◆ Exercise requirements ◆
Return every entry exactly.

◆ Supplied entries ◆
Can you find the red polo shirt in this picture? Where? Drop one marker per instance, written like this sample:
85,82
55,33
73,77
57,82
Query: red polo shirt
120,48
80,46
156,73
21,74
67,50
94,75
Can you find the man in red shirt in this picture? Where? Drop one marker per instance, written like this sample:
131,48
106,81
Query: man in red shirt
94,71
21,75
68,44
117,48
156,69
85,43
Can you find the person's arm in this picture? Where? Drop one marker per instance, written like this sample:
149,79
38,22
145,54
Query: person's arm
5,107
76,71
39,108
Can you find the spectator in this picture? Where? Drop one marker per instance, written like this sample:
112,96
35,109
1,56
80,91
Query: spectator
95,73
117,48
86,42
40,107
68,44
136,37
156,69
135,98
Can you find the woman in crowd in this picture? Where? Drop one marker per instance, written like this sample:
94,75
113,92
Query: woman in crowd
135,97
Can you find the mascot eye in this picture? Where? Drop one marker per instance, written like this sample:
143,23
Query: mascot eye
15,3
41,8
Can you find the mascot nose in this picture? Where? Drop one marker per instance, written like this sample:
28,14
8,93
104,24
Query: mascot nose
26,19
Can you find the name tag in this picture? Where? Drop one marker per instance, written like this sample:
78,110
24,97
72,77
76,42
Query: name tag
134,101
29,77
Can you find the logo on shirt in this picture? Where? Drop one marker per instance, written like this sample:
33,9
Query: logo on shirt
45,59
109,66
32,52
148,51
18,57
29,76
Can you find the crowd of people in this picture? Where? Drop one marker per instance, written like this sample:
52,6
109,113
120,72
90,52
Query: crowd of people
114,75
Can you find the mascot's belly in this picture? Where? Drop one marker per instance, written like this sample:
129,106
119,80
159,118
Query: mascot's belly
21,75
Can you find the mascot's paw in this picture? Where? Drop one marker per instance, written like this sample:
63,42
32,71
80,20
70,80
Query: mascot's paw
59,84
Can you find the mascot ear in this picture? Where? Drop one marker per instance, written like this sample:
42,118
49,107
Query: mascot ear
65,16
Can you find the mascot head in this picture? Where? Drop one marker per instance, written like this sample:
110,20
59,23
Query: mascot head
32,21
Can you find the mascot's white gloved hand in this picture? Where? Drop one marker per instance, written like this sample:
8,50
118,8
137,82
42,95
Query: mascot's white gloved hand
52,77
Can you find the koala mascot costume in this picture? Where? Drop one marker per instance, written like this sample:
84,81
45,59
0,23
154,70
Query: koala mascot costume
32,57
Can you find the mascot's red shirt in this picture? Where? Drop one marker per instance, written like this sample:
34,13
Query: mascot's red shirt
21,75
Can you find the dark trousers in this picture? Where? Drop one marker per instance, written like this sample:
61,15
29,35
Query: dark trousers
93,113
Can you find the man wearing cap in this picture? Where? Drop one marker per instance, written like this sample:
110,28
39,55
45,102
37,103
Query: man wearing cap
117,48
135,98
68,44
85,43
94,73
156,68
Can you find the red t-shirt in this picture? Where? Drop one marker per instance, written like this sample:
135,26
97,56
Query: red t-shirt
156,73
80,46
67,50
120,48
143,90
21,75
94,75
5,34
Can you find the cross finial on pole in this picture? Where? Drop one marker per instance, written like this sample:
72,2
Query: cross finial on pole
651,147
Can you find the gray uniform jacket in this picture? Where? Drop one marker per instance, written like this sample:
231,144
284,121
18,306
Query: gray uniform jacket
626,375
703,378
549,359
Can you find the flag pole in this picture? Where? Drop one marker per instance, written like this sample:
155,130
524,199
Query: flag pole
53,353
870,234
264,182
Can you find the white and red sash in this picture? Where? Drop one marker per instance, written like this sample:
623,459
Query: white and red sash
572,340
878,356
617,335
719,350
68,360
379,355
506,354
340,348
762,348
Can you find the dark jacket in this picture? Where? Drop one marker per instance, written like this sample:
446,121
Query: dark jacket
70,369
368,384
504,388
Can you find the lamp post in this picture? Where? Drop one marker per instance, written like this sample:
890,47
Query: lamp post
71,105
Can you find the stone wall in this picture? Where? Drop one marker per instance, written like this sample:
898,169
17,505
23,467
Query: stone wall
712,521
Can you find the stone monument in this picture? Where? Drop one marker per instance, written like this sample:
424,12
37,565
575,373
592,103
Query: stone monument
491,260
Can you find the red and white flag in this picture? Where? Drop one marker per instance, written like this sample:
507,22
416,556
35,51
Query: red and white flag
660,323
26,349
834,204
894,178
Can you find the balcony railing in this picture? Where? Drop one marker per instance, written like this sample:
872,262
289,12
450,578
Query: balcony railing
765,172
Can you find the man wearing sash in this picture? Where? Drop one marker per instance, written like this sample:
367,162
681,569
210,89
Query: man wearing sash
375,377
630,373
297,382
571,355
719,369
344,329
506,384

◆ The answer ◆
Can you find the red polo shirt in this picture? Where? Drop one marker per instance, written like this sample:
85,82
55,33
73,77
57,82
Query: red polo shirt
120,48
80,46
156,73
21,74
67,50
94,75
Can you find the man in red shirt in this picture? Where? Drop one marker per instance, written like this sample:
131,48
106,81
Query: man in red shirt
94,71
21,75
68,44
117,48
156,69
85,43
Can you find the person's arm in this picture? Where? Drop one marker per instance, written like this sample:
149,79
38,22
145,54
Query: person's arm
5,107
76,71
39,108
Can you find the spectator in this picture? Where? Drop one marker per instance, written like this sample:
112,96
35,109
1,56
80,91
Query: spectator
95,73
117,48
86,42
40,107
68,44
136,37
156,69
135,98
Can you find the woman in crowd in this picture? Where? Drop one marker per instance, written like this sample:
94,75
113,92
Query: woman in crowd
135,97
Can you find the mascot eye in this picture? Where? Drop one marker per instance, written like this sample:
143,23
Query: mascot eye
15,3
41,8
Can you find the mascot nose in this picture? Where? Drop one marker per instance, written like this sample:
28,14
8,93
104,24
Query: mascot nose
26,19
Can you find the name tag in this picture? Where? Drop one marker per instance, written like this sample:
78,110
24,97
72,77
76,42
Query: name tag
134,101
29,77
Can you find the logo on shirt in this picture? Where? Drop one marker per instance, written like this sample:
33,9
Query: logo on shirt
45,59
109,66
32,52
148,51
18,57
29,76
Can you find the crowd of people in this picture? Where? Drop one marker per instance, written like this sample:
52,6
109,113
120,72
90,52
Query: crowd of people
114,75
Can you find the mascot's belly in this picture? Where? Drop one marker per instance, written like this sample:
129,106
119,80
159,118
Query: mascot's belly
21,75
Can you find the mascot's paw in this picture? Where? Drop one marker per instance, written like this sample:
63,42
32,71
80,20
70,80
Query: mascot's paw
59,84
Can you find the mascot ear in this picture? Where? Drop one marker per instance, written like this sample:
42,118
49,107
Query: mascot ear
65,16
Can you find the mascot head in this picture? Where? Drop one marker per instance, written like this sample:
110,20
59,23
Query: mascot head
32,21
Can you find the mascot's white gloved hand in this picture? Where? Drop one marker per instance, written like this sample:
8,50
118,8
137,82
42,95
Query: mascot's white gloved hand
52,77
Can you find the koala mascot costume in this picture? Where? Drop one marker per instance, written like this sample:
84,81
45,59
0,23
154,70
Query: koala mascot costume
32,57
Can you find the mascot's red shirt in this picture? Where? Drop one marker per instance, written like this sample:
34,13
Query: mascot's red shirt
21,75
Can you find the dark trousers in this picture? Where? Drop one marker per instance, written like this sample:
61,15
29,35
Query: dark trousers
93,113
Can you find the man wearing cap in this picture? Where? Drop one marker per instance, written like this sample:
110,28
39,55
45,102
37,103
Query: man wearing cap
117,48
135,98
68,44
85,43
94,73
156,68
Can you find the red t-shirt in this picture? Where? Drop one marker per instance, written like this sample:
135,26
97,56
Query: red t-shirt
156,73
80,46
67,50
120,48
143,90
21,75
94,75
5,34
Can you find the cross finial on pole in this picture? Where? Drop one marker per instance, written like this sample:
72,2
Query: cross finial on pole
651,147
Can you find the gray uniform jacket in this picture? Where? Drop one marker per instance, written like this sample:
231,144
284,121
18,306
Query: gray uniform jacket
626,375
703,378
549,359
Can you find the flag pole in this picture? Where? Drop one marker per instance, written like this sample:
155,130
524,199
Query: flag pole
53,353
870,234
264,182
Can you find the white and red sash in this picture? Where? Drop one marker per instance, written like this sample:
623,459
Query: white and red sash
572,340
878,356
617,335
719,350
68,360
379,355
506,354
340,348
762,348
Can you find the dark jacket in this picture? Where? Drop one marker per instance, written like this sample:
446,121
Query: dark jacket
70,369
368,384
504,388
Can you find the lamp post in this picture? Where? Drop one marker per instance, written like this sample:
890,47
Query: lamp post
71,105
Can you find the stone wall in this picture? Where? Drop one marker per instance, written like this sample:
898,169
17,505
23,467
Query: stone wall
712,521
Can you find the stone monument in this picture? Where? Drop one marker per instance, written like this sample:
424,12
37,565
575,373
592,103
Query: stone monument
491,260
Can you find the red and white flag in this picture? Where? Drop one marker per instance, written like this sample:
507,22
416,556
35,51
Query: red and white flag
660,323
26,349
834,204
894,178
Can you find the balcony railing in this picture? Where? Drop one marker per instance, written like this sample:
872,262
289,12
450,578
Query: balcony railing
765,172
Can you find the man wearing sash in this picture? Where? Drop one marker per instance, written like this sample:
367,162
681,569
210,89
Query: man wearing sash
375,377
630,373
297,382
571,355
719,369
344,329
506,384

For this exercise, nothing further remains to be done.